■ **TASK STATEMENT**
Locate each line in the items below that contains the string "field" and copy those lines out in full. Case counts.

## start

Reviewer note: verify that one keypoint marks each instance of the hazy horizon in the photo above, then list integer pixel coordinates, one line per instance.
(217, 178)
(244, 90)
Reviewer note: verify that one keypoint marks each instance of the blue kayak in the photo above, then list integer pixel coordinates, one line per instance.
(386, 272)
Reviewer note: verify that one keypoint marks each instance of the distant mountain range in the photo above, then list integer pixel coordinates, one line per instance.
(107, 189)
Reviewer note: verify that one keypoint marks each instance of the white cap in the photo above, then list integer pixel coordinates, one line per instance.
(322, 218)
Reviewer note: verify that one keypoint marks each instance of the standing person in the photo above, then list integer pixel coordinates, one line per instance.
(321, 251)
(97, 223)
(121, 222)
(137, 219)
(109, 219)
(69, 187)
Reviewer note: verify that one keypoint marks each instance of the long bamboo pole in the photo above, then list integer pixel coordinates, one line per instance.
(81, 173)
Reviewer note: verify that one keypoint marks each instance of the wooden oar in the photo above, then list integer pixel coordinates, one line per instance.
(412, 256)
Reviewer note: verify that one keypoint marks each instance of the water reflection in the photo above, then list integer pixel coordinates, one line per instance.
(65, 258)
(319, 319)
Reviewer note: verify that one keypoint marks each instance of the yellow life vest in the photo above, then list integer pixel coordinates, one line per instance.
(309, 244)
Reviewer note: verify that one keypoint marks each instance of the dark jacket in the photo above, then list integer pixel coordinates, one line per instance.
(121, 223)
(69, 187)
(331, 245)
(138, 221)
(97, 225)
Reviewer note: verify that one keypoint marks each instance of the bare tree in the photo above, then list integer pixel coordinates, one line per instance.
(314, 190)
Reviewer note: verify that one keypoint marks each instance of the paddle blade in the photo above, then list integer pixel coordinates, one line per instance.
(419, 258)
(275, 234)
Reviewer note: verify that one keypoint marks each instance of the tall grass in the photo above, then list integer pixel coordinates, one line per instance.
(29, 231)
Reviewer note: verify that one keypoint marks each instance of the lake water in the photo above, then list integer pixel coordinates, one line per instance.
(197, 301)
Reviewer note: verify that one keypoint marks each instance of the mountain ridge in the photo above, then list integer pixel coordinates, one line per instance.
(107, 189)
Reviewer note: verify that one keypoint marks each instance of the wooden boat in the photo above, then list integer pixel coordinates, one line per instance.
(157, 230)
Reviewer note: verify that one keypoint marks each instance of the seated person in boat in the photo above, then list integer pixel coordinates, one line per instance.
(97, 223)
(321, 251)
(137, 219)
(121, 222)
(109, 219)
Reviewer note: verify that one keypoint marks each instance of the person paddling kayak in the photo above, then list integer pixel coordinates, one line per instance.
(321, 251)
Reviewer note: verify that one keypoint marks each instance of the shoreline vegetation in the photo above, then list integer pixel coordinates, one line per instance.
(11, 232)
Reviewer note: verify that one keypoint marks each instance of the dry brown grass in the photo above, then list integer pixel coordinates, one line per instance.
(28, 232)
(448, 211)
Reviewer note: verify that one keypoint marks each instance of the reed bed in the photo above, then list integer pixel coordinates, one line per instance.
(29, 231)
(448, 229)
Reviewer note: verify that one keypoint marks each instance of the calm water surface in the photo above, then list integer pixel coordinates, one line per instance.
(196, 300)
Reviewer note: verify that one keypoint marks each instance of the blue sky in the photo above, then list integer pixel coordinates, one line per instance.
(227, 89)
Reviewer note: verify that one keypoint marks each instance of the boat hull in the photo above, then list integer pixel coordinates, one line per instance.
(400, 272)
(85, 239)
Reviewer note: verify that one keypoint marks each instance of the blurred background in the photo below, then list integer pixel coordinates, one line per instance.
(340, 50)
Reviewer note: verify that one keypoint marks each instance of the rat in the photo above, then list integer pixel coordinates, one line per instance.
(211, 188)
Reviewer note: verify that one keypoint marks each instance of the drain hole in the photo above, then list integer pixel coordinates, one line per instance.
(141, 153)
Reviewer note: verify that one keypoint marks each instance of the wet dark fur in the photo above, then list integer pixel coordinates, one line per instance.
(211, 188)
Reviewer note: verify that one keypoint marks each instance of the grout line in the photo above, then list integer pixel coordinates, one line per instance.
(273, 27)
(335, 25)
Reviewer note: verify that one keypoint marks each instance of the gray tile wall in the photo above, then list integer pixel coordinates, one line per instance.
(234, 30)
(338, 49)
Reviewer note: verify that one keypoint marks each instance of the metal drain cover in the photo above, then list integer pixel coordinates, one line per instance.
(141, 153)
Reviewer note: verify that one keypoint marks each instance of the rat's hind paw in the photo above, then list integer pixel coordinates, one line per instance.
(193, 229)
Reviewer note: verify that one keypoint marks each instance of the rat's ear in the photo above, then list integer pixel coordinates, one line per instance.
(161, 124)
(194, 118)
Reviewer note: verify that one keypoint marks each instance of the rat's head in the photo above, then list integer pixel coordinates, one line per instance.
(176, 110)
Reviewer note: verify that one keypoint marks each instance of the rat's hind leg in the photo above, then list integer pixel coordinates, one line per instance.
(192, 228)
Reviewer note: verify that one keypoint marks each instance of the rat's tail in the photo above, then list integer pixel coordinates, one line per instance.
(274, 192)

## end
## start

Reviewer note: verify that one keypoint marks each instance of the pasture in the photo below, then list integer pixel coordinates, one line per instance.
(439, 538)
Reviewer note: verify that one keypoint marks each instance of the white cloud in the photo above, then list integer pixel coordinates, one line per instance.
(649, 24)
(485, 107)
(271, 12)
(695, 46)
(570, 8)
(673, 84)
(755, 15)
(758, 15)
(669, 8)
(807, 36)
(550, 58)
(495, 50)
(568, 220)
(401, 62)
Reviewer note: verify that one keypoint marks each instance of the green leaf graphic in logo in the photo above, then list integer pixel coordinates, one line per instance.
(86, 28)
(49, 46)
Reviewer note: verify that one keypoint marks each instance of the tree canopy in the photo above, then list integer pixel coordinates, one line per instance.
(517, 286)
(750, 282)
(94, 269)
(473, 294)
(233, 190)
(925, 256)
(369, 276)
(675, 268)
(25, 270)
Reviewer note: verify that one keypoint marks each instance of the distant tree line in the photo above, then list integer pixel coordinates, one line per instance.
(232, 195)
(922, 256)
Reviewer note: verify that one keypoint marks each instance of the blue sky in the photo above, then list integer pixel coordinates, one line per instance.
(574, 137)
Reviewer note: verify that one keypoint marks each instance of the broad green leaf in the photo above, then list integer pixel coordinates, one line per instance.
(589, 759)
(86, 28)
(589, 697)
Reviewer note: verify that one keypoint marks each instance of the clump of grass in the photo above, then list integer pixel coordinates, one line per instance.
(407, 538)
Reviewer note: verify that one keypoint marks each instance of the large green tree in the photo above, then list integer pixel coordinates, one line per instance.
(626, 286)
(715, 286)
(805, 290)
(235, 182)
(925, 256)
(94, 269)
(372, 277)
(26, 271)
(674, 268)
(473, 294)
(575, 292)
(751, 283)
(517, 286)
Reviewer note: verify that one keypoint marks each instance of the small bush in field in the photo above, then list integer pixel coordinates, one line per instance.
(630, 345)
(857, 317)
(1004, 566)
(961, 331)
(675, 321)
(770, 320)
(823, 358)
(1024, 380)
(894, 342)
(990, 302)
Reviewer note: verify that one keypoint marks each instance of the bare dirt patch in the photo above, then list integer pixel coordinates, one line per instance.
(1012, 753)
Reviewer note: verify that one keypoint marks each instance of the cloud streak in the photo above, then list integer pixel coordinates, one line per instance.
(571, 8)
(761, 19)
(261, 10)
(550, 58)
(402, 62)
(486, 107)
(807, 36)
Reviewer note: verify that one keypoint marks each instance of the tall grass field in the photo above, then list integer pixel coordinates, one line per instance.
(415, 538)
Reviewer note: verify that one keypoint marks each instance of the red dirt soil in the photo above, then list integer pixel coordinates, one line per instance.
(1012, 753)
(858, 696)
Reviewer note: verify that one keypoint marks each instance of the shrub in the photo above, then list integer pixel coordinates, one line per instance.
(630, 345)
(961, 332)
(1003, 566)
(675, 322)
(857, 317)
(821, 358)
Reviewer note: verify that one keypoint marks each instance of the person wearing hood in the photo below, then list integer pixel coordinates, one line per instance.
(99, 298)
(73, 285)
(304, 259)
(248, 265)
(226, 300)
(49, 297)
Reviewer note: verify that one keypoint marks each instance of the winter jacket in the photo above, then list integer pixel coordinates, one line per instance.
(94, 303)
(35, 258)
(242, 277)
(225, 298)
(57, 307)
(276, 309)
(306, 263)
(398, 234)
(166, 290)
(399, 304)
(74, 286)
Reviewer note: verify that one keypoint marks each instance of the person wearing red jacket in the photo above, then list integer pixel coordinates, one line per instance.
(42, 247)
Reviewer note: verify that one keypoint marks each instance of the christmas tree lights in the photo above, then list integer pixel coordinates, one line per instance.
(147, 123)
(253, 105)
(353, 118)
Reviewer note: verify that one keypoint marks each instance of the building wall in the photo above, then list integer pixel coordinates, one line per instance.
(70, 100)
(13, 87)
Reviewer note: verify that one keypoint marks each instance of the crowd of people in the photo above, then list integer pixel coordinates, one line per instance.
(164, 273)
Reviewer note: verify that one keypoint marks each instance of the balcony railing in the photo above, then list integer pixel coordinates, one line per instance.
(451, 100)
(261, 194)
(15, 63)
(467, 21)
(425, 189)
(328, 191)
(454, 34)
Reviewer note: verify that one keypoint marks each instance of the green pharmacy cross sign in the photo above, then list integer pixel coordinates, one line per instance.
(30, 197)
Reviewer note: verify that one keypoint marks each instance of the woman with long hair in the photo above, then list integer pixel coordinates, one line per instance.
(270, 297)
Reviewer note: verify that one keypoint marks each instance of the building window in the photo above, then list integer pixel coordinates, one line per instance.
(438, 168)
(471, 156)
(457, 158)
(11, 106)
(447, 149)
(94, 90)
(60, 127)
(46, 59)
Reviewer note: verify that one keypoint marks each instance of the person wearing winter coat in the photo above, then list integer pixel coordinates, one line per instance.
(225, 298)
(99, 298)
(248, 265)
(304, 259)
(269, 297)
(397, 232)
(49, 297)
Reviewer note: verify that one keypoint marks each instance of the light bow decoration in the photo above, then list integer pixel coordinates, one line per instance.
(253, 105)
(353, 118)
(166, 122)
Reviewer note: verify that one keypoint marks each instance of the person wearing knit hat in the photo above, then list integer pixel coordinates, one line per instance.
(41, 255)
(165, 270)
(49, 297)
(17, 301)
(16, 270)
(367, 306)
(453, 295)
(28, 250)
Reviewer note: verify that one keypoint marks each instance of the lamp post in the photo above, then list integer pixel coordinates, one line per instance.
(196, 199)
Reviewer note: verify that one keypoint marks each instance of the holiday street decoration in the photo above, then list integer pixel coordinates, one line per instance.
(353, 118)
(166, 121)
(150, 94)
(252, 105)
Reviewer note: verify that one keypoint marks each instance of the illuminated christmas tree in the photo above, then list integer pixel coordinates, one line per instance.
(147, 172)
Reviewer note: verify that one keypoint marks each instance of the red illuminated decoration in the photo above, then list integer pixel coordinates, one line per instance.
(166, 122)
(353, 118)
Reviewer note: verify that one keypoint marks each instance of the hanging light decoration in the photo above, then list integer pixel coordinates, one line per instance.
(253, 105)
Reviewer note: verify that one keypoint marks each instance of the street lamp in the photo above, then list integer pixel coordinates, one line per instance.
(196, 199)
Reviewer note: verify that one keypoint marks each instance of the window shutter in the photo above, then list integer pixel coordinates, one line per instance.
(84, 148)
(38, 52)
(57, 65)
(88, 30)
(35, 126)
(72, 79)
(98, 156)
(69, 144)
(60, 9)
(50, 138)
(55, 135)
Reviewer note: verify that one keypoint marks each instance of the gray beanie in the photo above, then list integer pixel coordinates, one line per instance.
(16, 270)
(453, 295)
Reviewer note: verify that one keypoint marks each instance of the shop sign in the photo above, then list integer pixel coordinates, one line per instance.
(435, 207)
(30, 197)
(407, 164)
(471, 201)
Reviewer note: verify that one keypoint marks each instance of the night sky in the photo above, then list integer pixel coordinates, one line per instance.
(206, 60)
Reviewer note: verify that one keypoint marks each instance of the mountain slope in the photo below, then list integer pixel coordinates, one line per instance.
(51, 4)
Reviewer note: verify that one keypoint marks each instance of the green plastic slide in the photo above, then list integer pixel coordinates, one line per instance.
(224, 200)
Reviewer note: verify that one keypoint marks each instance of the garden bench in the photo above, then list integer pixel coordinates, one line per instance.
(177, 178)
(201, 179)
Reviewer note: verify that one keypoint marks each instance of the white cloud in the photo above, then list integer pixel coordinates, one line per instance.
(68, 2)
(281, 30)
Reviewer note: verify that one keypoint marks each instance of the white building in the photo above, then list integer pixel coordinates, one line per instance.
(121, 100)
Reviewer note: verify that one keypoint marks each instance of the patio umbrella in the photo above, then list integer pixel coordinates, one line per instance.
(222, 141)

## end

■ **SOLUTION FOR THIS EXERCISE**
Reviewer note: verify that one keypoint marks each instance of the small bush in field in the photo above, then list integer pixel coordinates, one line per instance.
Reviewer note: verify that one keypoint marks each instance of the tall grass field in the photo above, then list integer pixel coordinates, one line per instance.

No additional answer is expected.